▶ [Exercise description] Can you repeat the rows from the line with "Report the position of each instance of the beard" up to and including the line with "[[224, 107]]", changing "single point" to "single marker" and leaving everything else as it is?

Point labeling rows

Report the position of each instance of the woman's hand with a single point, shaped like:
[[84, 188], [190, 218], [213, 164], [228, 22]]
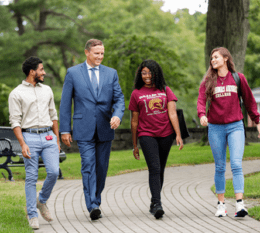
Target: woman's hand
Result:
[[179, 142], [258, 129], [204, 121], [136, 153]]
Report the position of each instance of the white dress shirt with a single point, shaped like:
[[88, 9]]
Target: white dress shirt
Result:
[[32, 106], [96, 71]]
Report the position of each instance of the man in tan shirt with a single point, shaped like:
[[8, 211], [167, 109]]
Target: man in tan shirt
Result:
[[34, 120]]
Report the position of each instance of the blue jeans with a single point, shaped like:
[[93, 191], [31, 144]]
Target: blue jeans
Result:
[[219, 136], [49, 152]]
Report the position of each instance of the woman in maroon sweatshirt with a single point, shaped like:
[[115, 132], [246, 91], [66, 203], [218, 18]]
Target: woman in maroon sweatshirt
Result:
[[225, 125]]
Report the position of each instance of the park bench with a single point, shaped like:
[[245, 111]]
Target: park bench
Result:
[[11, 149]]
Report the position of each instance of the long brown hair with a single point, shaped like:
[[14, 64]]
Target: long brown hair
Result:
[[211, 75]]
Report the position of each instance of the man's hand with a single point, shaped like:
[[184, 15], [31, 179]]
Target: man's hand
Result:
[[26, 151], [66, 139], [115, 122], [204, 121]]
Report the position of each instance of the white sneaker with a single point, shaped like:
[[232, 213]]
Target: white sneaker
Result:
[[34, 223], [241, 211], [221, 212]]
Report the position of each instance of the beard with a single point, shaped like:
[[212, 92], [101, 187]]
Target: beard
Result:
[[37, 79]]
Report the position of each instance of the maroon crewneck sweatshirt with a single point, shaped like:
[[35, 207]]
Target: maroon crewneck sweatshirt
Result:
[[224, 107]]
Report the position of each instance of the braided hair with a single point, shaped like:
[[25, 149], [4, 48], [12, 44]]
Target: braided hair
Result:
[[157, 75]]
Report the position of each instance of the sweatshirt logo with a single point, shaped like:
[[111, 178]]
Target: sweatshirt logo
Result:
[[223, 91], [155, 104]]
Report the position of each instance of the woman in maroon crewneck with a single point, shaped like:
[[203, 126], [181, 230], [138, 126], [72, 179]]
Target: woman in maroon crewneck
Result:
[[155, 123], [225, 125]]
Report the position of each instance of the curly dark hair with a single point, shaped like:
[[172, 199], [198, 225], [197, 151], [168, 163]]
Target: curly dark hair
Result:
[[211, 76], [31, 63], [157, 75]]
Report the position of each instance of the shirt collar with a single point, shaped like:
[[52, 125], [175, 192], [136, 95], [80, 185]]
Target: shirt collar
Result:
[[29, 84], [90, 67]]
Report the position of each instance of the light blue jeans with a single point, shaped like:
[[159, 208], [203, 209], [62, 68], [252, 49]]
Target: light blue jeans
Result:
[[49, 152], [220, 136]]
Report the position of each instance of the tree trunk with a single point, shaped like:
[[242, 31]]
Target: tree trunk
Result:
[[228, 26]]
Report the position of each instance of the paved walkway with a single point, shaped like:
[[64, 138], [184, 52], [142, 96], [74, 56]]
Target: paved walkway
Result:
[[187, 200]]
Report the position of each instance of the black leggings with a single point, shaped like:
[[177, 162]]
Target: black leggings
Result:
[[156, 150]]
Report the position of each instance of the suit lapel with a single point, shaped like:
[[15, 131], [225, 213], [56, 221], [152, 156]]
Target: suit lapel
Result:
[[101, 78], [84, 71]]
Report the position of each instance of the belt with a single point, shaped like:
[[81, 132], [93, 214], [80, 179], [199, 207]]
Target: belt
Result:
[[35, 130]]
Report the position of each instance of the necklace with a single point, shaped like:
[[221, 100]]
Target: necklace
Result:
[[222, 80]]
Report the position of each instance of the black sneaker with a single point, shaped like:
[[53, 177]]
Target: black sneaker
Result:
[[156, 210]]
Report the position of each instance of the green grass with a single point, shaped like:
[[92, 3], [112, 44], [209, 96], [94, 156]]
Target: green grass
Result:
[[12, 207], [255, 212], [12, 196]]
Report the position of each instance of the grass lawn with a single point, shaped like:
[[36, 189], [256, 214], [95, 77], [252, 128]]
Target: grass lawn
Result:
[[12, 197], [12, 210]]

▶ [Answer below]
Report the position of each instance of the beard with a single marker, shaped like:
[[212, 92], [101, 187]]
Target: beard
Result:
[[37, 79]]
Report the position of each instance of the maroon crewneck sweatshirt with a single marker, shaped like:
[[35, 207]]
Target: maroon crewneck sweatshirt
Result:
[[224, 107]]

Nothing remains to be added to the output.